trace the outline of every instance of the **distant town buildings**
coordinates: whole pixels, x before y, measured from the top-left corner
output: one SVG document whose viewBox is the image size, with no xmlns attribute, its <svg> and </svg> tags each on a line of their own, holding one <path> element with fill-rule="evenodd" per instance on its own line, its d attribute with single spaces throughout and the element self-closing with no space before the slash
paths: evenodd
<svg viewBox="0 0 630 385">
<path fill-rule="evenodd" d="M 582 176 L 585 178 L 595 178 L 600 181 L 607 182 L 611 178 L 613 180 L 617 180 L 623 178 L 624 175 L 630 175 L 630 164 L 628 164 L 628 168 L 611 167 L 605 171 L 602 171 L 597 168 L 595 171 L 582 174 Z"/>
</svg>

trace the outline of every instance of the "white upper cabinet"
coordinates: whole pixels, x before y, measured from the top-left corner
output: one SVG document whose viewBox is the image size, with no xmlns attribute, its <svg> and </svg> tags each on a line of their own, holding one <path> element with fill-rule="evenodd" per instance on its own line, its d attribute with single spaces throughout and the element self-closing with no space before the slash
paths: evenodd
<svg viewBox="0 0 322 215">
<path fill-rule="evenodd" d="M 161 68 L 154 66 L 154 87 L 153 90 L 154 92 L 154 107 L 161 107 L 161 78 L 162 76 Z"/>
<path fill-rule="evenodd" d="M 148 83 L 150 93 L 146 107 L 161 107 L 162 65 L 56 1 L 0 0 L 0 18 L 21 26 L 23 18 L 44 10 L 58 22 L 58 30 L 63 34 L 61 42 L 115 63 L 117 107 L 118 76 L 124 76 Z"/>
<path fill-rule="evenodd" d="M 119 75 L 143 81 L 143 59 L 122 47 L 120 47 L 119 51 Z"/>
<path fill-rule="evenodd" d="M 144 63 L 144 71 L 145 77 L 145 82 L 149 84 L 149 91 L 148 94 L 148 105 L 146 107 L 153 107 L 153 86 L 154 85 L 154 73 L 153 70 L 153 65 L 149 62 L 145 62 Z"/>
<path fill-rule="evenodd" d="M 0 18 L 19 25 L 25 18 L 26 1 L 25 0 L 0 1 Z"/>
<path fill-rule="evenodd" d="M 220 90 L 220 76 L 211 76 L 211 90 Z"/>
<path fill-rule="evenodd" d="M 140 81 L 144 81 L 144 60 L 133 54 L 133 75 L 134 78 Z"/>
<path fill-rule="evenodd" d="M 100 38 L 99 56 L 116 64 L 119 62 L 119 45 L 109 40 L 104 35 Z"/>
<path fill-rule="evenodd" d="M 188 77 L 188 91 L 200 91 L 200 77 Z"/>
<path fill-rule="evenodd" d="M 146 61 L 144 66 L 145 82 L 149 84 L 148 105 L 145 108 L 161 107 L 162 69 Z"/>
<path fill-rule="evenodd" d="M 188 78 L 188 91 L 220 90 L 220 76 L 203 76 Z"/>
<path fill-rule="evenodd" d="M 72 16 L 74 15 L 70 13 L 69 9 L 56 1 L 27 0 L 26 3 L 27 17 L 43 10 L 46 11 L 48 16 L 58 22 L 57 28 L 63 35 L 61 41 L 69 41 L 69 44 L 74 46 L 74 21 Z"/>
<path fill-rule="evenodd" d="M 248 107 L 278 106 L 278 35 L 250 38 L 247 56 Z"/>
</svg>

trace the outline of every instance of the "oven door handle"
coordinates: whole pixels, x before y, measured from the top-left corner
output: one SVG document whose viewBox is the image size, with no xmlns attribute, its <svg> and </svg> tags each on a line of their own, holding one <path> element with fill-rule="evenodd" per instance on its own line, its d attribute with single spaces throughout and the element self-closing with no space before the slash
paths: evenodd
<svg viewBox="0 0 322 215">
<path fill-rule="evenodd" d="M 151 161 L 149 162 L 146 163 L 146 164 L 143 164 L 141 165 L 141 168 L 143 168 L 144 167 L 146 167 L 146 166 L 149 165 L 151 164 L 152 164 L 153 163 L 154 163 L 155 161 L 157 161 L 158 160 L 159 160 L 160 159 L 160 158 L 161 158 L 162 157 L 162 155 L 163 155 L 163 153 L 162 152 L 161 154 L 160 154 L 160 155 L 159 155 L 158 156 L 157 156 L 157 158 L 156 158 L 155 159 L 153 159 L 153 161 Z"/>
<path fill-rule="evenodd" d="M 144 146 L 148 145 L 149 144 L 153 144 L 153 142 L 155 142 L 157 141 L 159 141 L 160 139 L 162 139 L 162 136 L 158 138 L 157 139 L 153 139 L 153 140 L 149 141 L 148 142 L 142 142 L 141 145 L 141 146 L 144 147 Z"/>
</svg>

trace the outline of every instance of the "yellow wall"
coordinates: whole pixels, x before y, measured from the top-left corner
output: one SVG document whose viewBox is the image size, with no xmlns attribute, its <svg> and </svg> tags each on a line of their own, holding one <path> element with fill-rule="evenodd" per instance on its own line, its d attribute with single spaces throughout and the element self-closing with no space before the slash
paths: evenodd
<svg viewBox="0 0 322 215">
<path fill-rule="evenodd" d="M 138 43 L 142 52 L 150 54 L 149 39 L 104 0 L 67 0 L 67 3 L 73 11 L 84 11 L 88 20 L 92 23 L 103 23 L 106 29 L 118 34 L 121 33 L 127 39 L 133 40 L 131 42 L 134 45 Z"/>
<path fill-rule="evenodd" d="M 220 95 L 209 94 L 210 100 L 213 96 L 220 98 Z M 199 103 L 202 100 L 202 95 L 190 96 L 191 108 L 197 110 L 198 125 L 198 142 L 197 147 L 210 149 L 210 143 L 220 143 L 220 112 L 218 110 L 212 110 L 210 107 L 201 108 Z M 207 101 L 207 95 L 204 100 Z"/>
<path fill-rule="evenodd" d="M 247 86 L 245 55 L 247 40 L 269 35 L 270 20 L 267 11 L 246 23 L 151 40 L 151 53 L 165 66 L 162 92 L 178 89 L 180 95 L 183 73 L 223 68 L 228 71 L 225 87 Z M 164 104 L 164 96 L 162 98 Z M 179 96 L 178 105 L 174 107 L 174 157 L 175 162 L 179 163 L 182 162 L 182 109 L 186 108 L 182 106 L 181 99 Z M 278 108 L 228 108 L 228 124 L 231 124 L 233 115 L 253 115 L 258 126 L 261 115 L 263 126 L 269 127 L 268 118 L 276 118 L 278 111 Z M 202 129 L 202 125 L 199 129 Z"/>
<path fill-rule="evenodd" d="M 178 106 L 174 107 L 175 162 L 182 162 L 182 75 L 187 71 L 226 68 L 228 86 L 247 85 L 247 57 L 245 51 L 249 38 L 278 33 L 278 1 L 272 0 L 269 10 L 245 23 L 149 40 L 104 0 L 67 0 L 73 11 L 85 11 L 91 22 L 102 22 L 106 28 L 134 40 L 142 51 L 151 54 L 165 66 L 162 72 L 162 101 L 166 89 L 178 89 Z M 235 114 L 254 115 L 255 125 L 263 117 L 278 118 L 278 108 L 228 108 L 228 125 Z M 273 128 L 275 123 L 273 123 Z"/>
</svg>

Exercise aim — Extract the data exactly as given.

Completed task —
trace the outline of every instance of the **distant town buildings**
coordinates: whole pixels, x before y, measured from the top-left corner
output: one SVG document whose viewBox is the image size, with no xmlns attribute, its <svg> and </svg> tags each on a line of their own, holding one <path> element with fill-rule="evenodd" per instance on its own line, its d attribute with single spaces throughout and the element self-closing with no space before the slash
paths: evenodd
<svg viewBox="0 0 630 385">
<path fill-rule="evenodd" d="M 582 176 L 585 178 L 595 178 L 600 181 L 607 182 L 611 178 L 613 180 L 617 180 L 623 178 L 624 175 L 630 175 L 630 164 L 628 164 L 628 168 L 611 167 L 605 171 L 602 171 L 597 168 L 595 171 L 582 174 Z"/>
</svg>

trace the outline of every instance of the "white upper cabinet"
coordinates: whole pixels, x before y, measured from the top-left corner
output: one SVG document whose viewBox is the image size, with no xmlns attribute, its <svg> and </svg> tags each on a line of their own, holding one <path> element with fill-rule="evenodd" per instance on its own line, its d attribute with single spaces throughout and the element self-closing with no space before the slash
paths: evenodd
<svg viewBox="0 0 322 215">
<path fill-rule="evenodd" d="M 161 68 L 154 66 L 154 87 L 153 90 L 154 92 L 154 107 L 161 107 L 161 78 L 162 76 Z"/>
<path fill-rule="evenodd" d="M 148 83 L 150 93 L 146 107 L 161 107 L 162 65 L 56 1 L 0 0 L 0 18 L 21 26 L 23 18 L 44 10 L 58 22 L 58 30 L 63 34 L 61 42 L 115 63 L 117 107 L 118 76 L 124 76 Z"/>
<path fill-rule="evenodd" d="M 119 75 L 143 81 L 143 59 L 122 47 L 120 47 L 119 51 Z"/>
<path fill-rule="evenodd" d="M 144 63 L 144 71 L 145 77 L 145 82 L 149 84 L 149 91 L 148 94 L 148 105 L 146 107 L 153 107 L 153 86 L 154 85 L 154 73 L 153 70 L 153 65 L 149 62 L 145 62 Z"/>
<path fill-rule="evenodd" d="M 0 18 L 19 25 L 25 18 L 26 1 L 25 0 L 0 1 Z"/>
<path fill-rule="evenodd" d="M 220 90 L 220 76 L 211 76 L 211 90 Z"/>
<path fill-rule="evenodd" d="M 140 81 L 144 81 L 144 60 L 133 54 L 133 75 L 134 78 Z"/>
<path fill-rule="evenodd" d="M 100 38 L 99 56 L 116 64 L 119 62 L 119 45 L 109 40 L 104 35 Z"/>
<path fill-rule="evenodd" d="M 188 77 L 188 91 L 200 91 L 200 77 Z"/>
<path fill-rule="evenodd" d="M 146 61 L 144 66 L 145 82 L 149 84 L 148 105 L 145 108 L 161 107 L 162 69 Z"/>
<path fill-rule="evenodd" d="M 188 78 L 188 91 L 220 90 L 220 76 L 203 76 Z"/>
<path fill-rule="evenodd" d="M 72 16 L 74 15 L 70 13 L 69 9 L 56 1 L 27 0 L 26 3 L 27 17 L 43 10 L 46 11 L 48 16 L 58 22 L 57 28 L 63 35 L 61 41 L 69 41 L 69 44 L 74 46 L 74 21 Z"/>
<path fill-rule="evenodd" d="M 248 107 L 278 106 L 278 35 L 250 38 L 247 56 Z"/>
</svg>

trace the outline of every instance of the "oven door handle"
coordinates: whole pixels, x before y, measured from the top-left corner
output: one SVG document whose viewBox is the image size, with no xmlns attribute, its <svg> and </svg> tags each on a line of their own, holding one <path> element with fill-rule="evenodd" per instance on its own line, its d attribute with single spaces throughout and the element self-closing with no space before the slash
paths: evenodd
<svg viewBox="0 0 322 215">
<path fill-rule="evenodd" d="M 151 161 L 149 162 L 146 163 L 146 164 L 143 164 L 141 165 L 141 168 L 143 168 L 144 167 L 146 167 L 146 166 L 149 165 L 151 164 L 152 164 L 153 163 L 154 163 L 155 161 L 157 161 L 158 160 L 159 160 L 160 159 L 160 158 L 161 158 L 162 157 L 162 155 L 163 155 L 163 153 L 162 152 L 161 154 L 160 154 L 160 155 L 159 155 L 158 156 L 157 156 L 157 158 L 156 158 L 155 159 L 153 159 L 153 161 Z"/>
<path fill-rule="evenodd" d="M 144 146 L 148 145 L 149 144 L 153 144 L 153 142 L 155 142 L 157 141 L 159 141 L 160 139 L 162 139 L 162 136 L 158 138 L 157 139 L 153 139 L 153 140 L 149 141 L 148 142 L 142 142 L 141 145 L 141 146 L 144 147 Z"/>
</svg>

trace the outline of every instance of the "yellow wall"
coordinates: whole pixels, x before y, measured from the top-left corner
output: one SVG document whose viewBox is the image size, with no xmlns attribute, its <svg> and </svg> tags each on a line of their own, holding one <path> element with fill-rule="evenodd" per instance on its own line, its d attribute with single spaces throughout and the element self-closing with no space before the slash
paths: evenodd
<svg viewBox="0 0 322 215">
<path fill-rule="evenodd" d="M 138 43 L 142 52 L 150 54 L 149 39 L 104 0 L 67 0 L 67 3 L 73 11 L 84 11 L 88 20 L 92 23 L 103 23 L 106 29 L 118 34 L 121 33 L 127 39 L 133 40 L 131 42 L 134 45 Z"/>
<path fill-rule="evenodd" d="M 220 95 L 209 94 L 210 100 L 213 96 L 220 98 Z M 199 103 L 202 100 L 202 95 L 190 96 L 191 108 L 197 110 L 198 125 L 198 142 L 197 147 L 210 149 L 210 143 L 220 143 L 220 112 L 218 110 L 212 110 L 210 107 L 201 108 Z M 207 101 L 207 95 L 204 100 Z"/>
<path fill-rule="evenodd" d="M 247 86 L 245 55 L 247 40 L 269 35 L 270 20 L 267 11 L 246 23 L 151 40 L 151 53 L 165 66 L 162 92 L 178 89 L 180 95 L 183 73 L 223 68 L 228 71 L 225 87 Z M 164 104 L 164 96 L 162 98 Z M 179 96 L 178 105 L 174 107 L 174 157 L 175 162 L 179 163 L 182 162 L 182 109 L 186 108 L 182 106 L 181 99 Z M 278 108 L 228 108 L 228 124 L 231 124 L 233 115 L 253 115 L 258 126 L 261 115 L 263 126 L 269 127 L 268 118 L 276 118 L 278 111 Z M 202 129 L 202 125 L 199 129 Z"/>
<path fill-rule="evenodd" d="M 178 106 L 174 107 L 175 162 L 182 162 L 182 75 L 187 71 L 226 68 L 228 86 L 247 85 L 247 57 L 245 51 L 249 38 L 278 33 L 278 1 L 272 0 L 269 10 L 245 23 L 149 40 L 104 0 L 67 0 L 73 11 L 85 11 L 91 22 L 102 22 L 106 28 L 134 40 L 142 51 L 151 54 L 165 66 L 162 72 L 162 101 L 166 89 L 178 89 Z M 235 114 L 254 115 L 255 125 L 263 117 L 278 118 L 278 108 L 228 108 L 228 125 Z M 273 128 L 275 123 L 273 123 Z"/>
</svg>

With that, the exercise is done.